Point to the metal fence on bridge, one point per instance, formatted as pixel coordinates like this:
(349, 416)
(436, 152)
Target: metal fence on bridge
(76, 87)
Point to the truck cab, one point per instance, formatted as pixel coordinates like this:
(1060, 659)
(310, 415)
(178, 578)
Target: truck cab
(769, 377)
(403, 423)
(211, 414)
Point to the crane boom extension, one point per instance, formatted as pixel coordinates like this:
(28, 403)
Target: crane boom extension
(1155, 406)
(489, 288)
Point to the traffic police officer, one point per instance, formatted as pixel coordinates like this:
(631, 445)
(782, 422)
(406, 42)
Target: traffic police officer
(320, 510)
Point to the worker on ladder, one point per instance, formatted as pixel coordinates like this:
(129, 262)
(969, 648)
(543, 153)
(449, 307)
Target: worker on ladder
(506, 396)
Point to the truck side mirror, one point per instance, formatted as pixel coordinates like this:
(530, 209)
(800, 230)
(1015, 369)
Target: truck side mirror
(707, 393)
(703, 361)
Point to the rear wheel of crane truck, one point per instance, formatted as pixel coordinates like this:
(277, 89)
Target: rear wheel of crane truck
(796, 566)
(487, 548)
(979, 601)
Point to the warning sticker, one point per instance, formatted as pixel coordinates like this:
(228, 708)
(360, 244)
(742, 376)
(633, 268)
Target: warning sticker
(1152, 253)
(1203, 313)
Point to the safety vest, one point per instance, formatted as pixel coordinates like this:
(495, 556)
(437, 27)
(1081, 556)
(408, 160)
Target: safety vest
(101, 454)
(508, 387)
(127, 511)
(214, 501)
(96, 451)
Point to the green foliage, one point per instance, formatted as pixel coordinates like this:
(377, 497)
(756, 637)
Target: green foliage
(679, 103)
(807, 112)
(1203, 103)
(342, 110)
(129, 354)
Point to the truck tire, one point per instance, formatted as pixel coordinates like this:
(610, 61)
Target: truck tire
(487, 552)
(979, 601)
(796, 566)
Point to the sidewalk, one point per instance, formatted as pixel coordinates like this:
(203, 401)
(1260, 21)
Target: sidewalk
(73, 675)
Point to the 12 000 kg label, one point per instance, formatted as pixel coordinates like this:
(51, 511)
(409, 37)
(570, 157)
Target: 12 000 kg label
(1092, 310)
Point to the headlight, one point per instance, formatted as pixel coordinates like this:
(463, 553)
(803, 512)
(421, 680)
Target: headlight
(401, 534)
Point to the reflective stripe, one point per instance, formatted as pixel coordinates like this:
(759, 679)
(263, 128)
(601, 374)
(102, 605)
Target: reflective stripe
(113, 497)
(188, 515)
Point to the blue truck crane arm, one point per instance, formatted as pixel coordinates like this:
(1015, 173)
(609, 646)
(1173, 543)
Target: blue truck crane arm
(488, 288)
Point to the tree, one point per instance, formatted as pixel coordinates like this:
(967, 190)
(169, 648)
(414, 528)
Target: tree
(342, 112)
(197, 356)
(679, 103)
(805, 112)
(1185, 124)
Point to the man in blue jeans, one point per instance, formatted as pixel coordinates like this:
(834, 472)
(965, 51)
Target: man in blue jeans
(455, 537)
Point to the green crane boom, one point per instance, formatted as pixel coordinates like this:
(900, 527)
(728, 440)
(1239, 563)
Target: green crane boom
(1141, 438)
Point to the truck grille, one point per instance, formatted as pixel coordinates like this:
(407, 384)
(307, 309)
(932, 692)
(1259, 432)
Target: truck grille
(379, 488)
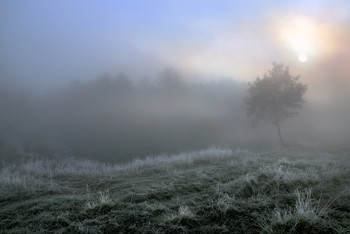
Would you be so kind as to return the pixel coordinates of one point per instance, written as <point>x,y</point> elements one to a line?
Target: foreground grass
<point>209,191</point>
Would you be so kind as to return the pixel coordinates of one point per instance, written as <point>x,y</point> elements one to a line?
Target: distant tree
<point>275,97</point>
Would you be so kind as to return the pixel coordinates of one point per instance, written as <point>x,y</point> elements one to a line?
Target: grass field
<point>210,191</point>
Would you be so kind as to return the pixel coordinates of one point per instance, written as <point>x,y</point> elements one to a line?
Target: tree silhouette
<point>275,97</point>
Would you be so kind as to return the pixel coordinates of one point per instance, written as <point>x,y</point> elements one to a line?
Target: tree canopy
<point>275,97</point>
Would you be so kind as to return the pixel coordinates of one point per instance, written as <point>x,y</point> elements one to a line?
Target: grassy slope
<point>210,191</point>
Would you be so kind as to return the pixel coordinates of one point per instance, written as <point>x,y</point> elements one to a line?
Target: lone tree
<point>275,97</point>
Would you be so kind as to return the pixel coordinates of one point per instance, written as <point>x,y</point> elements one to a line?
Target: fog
<point>116,119</point>
<point>119,80</point>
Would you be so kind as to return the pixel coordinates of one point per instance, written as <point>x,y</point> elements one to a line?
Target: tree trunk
<point>279,134</point>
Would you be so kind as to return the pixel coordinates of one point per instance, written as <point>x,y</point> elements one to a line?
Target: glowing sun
<point>302,57</point>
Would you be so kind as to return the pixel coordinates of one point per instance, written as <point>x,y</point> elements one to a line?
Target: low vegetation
<point>210,191</point>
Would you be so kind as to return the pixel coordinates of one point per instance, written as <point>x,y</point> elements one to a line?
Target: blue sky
<point>48,43</point>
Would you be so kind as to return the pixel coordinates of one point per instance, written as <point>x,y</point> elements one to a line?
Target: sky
<point>45,44</point>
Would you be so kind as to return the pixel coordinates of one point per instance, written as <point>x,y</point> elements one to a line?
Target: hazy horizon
<point>93,76</point>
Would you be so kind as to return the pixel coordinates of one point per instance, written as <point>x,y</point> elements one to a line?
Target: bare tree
<point>275,97</point>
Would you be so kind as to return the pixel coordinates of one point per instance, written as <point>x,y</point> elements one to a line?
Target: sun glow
<point>305,37</point>
<point>302,57</point>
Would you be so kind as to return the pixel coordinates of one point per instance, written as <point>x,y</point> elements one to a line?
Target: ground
<point>210,191</point>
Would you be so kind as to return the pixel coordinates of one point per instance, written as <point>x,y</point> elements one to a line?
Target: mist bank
<point>116,119</point>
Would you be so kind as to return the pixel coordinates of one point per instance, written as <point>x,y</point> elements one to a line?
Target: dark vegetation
<point>275,97</point>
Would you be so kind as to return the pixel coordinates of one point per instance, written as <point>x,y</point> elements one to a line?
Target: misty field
<point>210,191</point>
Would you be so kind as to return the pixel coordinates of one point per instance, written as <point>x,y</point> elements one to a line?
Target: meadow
<point>215,190</point>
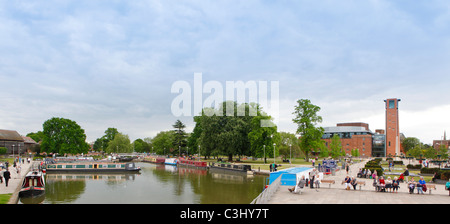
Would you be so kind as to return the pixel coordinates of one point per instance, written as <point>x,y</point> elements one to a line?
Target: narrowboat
<point>125,158</point>
<point>33,185</point>
<point>239,168</point>
<point>171,161</point>
<point>152,159</point>
<point>91,167</point>
<point>192,163</point>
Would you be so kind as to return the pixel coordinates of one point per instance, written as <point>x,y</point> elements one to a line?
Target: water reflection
<point>156,184</point>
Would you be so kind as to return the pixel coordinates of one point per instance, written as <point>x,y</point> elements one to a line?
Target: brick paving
<point>336,194</point>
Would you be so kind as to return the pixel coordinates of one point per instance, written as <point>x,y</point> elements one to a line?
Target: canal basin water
<point>156,184</point>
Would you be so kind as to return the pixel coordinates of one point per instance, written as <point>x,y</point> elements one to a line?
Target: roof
<point>9,135</point>
<point>28,140</point>
<point>345,129</point>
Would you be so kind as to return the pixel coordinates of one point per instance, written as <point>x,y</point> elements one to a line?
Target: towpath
<point>15,182</point>
<point>336,194</point>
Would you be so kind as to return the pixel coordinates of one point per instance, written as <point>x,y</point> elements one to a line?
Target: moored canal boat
<point>153,159</point>
<point>192,163</point>
<point>92,167</point>
<point>33,185</point>
<point>238,168</point>
<point>171,161</point>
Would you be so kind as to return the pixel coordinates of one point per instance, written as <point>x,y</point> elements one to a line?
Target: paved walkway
<point>336,194</point>
<point>15,182</point>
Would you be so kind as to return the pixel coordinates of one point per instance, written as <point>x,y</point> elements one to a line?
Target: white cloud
<point>106,63</point>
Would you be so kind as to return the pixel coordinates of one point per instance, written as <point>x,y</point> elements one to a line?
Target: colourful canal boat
<point>33,185</point>
<point>192,163</point>
<point>91,167</point>
<point>238,168</point>
<point>171,161</point>
<point>153,159</point>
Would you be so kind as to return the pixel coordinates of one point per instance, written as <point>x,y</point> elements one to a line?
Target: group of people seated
<point>419,185</point>
<point>314,181</point>
<point>350,182</point>
<point>383,185</point>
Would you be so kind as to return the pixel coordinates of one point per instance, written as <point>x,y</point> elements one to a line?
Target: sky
<point>112,63</point>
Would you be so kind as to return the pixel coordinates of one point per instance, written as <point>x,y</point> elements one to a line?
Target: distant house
<point>12,141</point>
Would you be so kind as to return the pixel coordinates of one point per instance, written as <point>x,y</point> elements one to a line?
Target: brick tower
<point>392,127</point>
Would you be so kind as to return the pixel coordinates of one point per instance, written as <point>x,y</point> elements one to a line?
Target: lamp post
<point>290,154</point>
<point>274,144</point>
<point>264,154</point>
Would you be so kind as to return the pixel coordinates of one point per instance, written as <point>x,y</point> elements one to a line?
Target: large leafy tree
<point>288,145</point>
<point>63,136</point>
<point>410,143</point>
<point>102,143</point>
<point>307,119</point>
<point>179,135</point>
<point>262,138</point>
<point>120,144</point>
<point>163,142</point>
<point>336,147</point>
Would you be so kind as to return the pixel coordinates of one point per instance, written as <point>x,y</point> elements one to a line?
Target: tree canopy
<point>306,118</point>
<point>63,136</point>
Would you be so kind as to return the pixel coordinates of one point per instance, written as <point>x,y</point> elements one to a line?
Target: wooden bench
<point>431,186</point>
<point>357,183</point>
<point>328,182</point>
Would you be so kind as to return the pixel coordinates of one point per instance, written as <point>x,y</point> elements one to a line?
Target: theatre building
<point>381,143</point>
<point>353,136</point>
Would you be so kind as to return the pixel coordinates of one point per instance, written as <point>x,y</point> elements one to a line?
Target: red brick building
<point>353,136</point>
<point>438,143</point>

# # #

Output the lines of the items from the one containing "Point to the truck grille, one" through the one containing "<point>209,191</point>" as a JSON list of strings, one string per line, with blank lines dropped. Leave the pictures out.

[
  "Point to the truck grille, one point per instance, formatted as pixel coordinates like this:",
  "(407, 384)",
  "(307, 309)",
  "(932, 692)",
  "(1259, 432)",
  "Target: truck grille",
  "(379, 488)",
  "Would you be so kind as to return the pixel coordinates of one point per instance, written as <point>x,y</point> elements one to a line?",
  "Target: foreground grass",
  "<point>209,191</point>"
]